• _What to do_: What you return must match the records exactly.

• _Supplied data_:
== Segment start ==
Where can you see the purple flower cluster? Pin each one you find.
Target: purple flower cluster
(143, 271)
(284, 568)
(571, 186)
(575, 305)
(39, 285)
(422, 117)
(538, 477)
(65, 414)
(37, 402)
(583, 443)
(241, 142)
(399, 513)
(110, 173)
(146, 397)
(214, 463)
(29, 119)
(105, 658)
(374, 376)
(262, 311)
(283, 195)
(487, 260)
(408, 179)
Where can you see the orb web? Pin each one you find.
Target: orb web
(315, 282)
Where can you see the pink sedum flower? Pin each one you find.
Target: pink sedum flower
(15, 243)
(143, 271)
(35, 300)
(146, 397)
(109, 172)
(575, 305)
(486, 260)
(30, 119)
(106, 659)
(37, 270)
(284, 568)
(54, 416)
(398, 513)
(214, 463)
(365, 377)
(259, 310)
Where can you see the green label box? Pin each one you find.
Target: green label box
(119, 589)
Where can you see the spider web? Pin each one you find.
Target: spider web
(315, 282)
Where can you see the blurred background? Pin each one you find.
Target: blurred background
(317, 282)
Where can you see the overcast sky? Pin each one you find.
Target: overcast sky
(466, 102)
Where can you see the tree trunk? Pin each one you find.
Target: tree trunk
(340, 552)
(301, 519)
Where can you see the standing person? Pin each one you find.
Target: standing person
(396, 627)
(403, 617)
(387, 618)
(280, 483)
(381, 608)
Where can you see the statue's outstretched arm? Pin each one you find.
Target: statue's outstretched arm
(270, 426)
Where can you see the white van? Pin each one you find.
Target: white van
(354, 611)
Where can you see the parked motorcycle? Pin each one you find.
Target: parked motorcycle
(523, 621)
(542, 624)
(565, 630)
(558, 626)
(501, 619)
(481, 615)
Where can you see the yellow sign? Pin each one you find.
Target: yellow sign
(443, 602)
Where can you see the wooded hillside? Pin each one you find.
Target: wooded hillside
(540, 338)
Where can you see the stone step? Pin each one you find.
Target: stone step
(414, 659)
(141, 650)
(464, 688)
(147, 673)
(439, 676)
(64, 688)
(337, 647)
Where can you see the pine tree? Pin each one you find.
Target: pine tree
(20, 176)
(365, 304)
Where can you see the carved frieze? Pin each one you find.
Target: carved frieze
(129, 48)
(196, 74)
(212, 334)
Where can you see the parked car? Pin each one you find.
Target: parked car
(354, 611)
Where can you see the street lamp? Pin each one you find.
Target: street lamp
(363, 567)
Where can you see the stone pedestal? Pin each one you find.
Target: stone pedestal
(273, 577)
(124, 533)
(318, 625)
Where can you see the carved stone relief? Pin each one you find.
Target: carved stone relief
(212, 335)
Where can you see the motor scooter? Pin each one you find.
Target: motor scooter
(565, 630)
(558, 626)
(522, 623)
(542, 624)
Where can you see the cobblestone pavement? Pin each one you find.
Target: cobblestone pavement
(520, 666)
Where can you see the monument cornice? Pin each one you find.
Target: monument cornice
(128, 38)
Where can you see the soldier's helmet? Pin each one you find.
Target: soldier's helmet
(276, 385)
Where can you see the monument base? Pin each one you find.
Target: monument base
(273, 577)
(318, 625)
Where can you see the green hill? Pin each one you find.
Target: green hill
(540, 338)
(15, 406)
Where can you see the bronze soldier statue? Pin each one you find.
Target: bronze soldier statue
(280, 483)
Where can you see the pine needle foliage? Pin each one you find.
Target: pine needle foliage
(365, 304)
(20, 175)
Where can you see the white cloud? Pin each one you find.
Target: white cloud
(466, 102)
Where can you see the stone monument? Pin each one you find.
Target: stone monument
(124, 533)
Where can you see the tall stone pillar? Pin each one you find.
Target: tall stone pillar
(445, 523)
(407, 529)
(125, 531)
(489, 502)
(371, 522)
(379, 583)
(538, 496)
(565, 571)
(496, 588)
== Segment end ==
• _Solution to the exercise_:
Where can you see the purple flower cluster? Pin each one you find.
Target: purple flower cluster
(143, 271)
(284, 568)
(571, 186)
(575, 305)
(39, 285)
(422, 117)
(538, 477)
(65, 414)
(37, 402)
(583, 443)
(241, 142)
(399, 513)
(110, 173)
(146, 397)
(214, 463)
(29, 119)
(105, 658)
(374, 376)
(262, 311)
(283, 195)
(487, 260)
(408, 179)
Where can you see the orb web? Pin each one you find.
Target: orb web
(315, 282)
Where can you see the pink sedum flower? Pin each one you find.
Target: pink sedum flower
(15, 243)
(143, 271)
(35, 300)
(146, 397)
(109, 172)
(575, 305)
(486, 260)
(30, 119)
(106, 659)
(37, 270)
(284, 568)
(54, 416)
(398, 513)
(214, 463)
(365, 377)
(259, 310)
Where can you see the green label box? Pin each one you find.
Target: green label box
(119, 589)
Where can you see the spider web? Pin each one you find.
Target: spider web
(315, 282)
Where can you see the blurred background? Pin each one you find.
Target: blurred background
(317, 282)
Where can you see the overcast sky? Pin each one you find.
Target: overcast sky
(466, 102)
Where can you see the tree trunk? Pin each one you find.
Target: tree trunk
(340, 552)
(301, 519)
Where can you see the standing person? Pin each one you find.
Target: standing person
(396, 627)
(403, 617)
(387, 618)
(280, 483)
(381, 608)
Where can you see the statue's outstretched arm? Pin each one you find.
Target: statue's outstretched arm
(270, 426)
Where can you see the white van? Pin each one you find.
Target: white van
(354, 611)
Where can you see the parked motorcycle? Pin each one you find.
Target: parked motorcycle
(523, 621)
(542, 624)
(565, 630)
(558, 626)
(501, 619)
(481, 615)
Where can you see the yellow sign? Pin each one you find.
Target: yellow sign
(443, 602)
Where can you see the wooded hillside? Pin each one you find.
Target: wooded hillside
(540, 338)
Where can you see the stone step? Pin each one you find.
Target: stone step
(414, 659)
(141, 650)
(464, 688)
(147, 673)
(439, 676)
(64, 688)
(337, 647)
Where can you see the pine tree? Pin each one you find.
Target: pine tree
(20, 176)
(365, 304)
Where can you see the carved frieze? Pin each one you find.
Target: carved frieze
(129, 48)
(196, 74)
(212, 334)
Where can you see the parked car? Pin each one you find.
Target: parked car
(354, 611)
Where can you see the street lamp? Pin each one you find.
Target: street lamp
(363, 567)
Where can you see the stone pedestal? Pin each one you find.
Target: stone pedestal
(273, 577)
(124, 533)
(318, 625)
Where can you see the carved stone relief? Pin each one you find.
Target: carved stone relief
(212, 335)
Where can you see the motor scooter? Pin each one you find.
Target: motor scooter
(565, 630)
(558, 626)
(522, 623)
(542, 624)
Where can you see the cobblestone pavement? Pin each one you find.
Target: cobblestone pavement
(520, 666)
Where can you see the monument cornice? Pin each one you find.
Target: monument cornice
(128, 38)
Where can you see the soldier's helmet? Pin each one you find.
Target: soldier's helmet
(276, 385)
Where can you see the monument base? Pin each one you find.
Target: monument base
(273, 577)
(318, 625)
Where can you see the green hill? Pin each one you find.
Target: green hill
(540, 338)
(15, 406)
Where can you see the bronze soldier statue? Pin each one you find.
Target: bronze soldier statue
(280, 483)
Where can you see the pine needle foliage? Pin each one you find.
Target: pine needle foliage
(365, 304)
(20, 175)
Where can you see the white cloud? Pin each one you find.
Target: white cloud
(466, 102)
Where can you see the stone monument? Pin each one you find.
Target: stone monument
(124, 533)
Where can you see the tall stone pillar? Pin each one you find.
Target: tall stone pillar
(445, 523)
(407, 529)
(125, 531)
(489, 502)
(371, 522)
(379, 583)
(538, 496)
(565, 571)
(496, 588)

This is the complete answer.